Post 9/11 Reflections*
Priscilla Kauff, PhD, CGP, DFAGPA

It is now nearly four months since the attack on the World Trade Center. My involvement began within the first week after 9/11 when I was asked to lead a crisis team to help the survivors of a major corporation that had offices on the corner of the World Trade Center site. As an individual and group analyst, I should point out that I have never had counseling training, trauma or bereavement or stress reduction training, or specific crisis intervention experience. Nor am I an expert on PTSD. I was asked, and I said yes. 

My lack of such specialized training not withstanding, I found that combination of psychoanalysis as a way of thinking and the skill I had in the use of the group modality proved ideal for this situation. 

I started with a small introduction in which I attempted to touch on virtually any response that anyone present might have had or might develop over time. The purpose was to establish that any response would be expectable and acceptable. To further emphasize this point, I described my own experience of the attack and focused deliberately on my feelings, hoping to model sharing and to encourage participation. I also asked the highest-ranking members of the group to join in if they felt they could, because I felt that would go a long way in encouraging the other members of the group to speak.

Each time I began with a new group or in a new place, I followed this format, with some revision of the introductory remarks to accommodate the time lapse and the likelihood that unanticipated reactions or more serious symptoms might have developed. Following the introduction and comments by the rest of my team, members of the group did indeed begin to speak, usually starting with the more senior people. After this, we broke up into smaller groups and also offered, when desired, individual consultations. Interestingly, the latter were not as well attended as the group meetings, which were clearly the most relevant and desirable. Individual sessions tended to be utilized by the most senior people who had special needs and by the most seriously affected individuals who needed extra help, but these were few in number.

I had to forge a relationship where none existed and where the expectation was that I would enter and leave as fast as possible because although the company knew it needed me, it did not necessarily want me there.

•••

_What you need to do_: Reproduce the post-9/11 reflections word for word, starting at "My lack of such" and stopping after "for this situation.".

•••

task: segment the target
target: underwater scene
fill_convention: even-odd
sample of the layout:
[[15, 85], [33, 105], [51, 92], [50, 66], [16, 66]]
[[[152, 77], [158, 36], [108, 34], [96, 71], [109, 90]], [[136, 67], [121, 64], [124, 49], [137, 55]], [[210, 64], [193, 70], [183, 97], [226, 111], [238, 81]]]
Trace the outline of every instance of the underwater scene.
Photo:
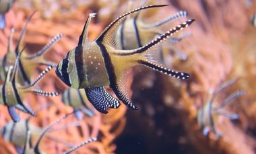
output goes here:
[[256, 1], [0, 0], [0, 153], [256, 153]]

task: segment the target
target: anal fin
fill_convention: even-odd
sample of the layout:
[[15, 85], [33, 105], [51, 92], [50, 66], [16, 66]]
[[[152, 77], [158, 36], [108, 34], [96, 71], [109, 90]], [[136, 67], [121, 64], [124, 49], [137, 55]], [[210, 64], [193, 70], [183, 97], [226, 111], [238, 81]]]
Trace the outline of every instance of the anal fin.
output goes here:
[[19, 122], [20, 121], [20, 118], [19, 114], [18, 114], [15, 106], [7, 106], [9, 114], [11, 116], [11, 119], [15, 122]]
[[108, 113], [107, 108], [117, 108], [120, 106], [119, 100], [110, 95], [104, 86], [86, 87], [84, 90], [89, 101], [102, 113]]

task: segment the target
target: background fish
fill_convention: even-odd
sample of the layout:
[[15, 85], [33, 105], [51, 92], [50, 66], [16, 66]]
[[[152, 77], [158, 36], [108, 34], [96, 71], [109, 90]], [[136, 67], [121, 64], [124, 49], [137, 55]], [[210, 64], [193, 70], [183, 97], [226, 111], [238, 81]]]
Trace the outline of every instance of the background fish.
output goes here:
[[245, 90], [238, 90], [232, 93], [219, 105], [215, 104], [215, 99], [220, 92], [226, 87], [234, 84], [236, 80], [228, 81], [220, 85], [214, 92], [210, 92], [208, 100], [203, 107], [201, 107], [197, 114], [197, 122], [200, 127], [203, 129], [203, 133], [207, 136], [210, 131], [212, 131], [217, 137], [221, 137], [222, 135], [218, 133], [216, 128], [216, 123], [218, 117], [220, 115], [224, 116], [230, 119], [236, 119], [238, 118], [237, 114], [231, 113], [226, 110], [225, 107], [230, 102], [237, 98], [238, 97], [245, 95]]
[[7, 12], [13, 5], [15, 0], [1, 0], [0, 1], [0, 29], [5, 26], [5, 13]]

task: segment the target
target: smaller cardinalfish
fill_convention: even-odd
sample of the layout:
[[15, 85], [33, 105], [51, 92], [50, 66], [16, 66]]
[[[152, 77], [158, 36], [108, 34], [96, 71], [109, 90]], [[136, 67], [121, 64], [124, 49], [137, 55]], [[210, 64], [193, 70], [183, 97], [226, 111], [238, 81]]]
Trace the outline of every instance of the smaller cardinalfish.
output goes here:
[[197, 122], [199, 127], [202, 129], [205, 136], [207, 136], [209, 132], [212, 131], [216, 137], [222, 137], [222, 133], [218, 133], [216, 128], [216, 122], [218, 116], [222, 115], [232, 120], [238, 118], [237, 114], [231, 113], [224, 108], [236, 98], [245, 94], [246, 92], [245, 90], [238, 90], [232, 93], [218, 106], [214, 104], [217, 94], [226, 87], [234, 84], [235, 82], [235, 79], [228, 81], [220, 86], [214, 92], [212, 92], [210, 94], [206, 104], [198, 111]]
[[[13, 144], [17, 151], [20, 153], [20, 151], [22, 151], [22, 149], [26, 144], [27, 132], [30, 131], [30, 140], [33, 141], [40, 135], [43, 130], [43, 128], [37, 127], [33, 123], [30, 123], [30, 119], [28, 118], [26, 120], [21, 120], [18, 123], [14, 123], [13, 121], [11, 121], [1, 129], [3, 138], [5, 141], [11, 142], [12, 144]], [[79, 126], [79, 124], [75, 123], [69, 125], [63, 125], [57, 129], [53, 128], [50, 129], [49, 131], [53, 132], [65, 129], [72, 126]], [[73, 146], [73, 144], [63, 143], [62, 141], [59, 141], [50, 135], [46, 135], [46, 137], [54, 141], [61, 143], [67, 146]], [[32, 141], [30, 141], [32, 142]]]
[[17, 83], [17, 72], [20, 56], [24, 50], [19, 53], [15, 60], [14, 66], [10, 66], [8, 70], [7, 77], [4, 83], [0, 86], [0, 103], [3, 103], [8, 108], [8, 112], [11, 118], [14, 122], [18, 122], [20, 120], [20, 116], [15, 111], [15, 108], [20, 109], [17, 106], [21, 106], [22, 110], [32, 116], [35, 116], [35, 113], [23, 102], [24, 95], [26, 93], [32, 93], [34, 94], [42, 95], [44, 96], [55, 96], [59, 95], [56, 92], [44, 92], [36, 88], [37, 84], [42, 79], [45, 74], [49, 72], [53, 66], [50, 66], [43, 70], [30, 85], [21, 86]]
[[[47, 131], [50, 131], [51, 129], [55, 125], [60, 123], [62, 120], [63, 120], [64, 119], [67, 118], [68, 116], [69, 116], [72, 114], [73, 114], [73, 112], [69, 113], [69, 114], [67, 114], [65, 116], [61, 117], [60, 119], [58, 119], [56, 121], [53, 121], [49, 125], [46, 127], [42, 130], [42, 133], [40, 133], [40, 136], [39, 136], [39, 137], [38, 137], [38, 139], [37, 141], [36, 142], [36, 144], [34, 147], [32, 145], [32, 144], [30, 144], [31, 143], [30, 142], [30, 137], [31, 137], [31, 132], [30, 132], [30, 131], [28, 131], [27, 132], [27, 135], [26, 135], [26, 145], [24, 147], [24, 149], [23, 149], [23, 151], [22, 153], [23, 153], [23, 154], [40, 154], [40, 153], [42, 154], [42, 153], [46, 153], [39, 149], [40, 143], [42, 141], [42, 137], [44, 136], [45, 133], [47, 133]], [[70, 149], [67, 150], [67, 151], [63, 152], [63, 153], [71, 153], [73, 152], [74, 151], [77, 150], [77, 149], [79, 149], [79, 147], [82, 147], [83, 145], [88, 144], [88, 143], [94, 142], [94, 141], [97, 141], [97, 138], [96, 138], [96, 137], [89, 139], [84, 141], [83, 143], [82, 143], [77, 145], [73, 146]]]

•••

_Response area_:
My lack of such specialized training not withstanding, I found that combination of psychoanalysis as a way of thinking and the skill I had in the use of the group modality proved ideal for this situation.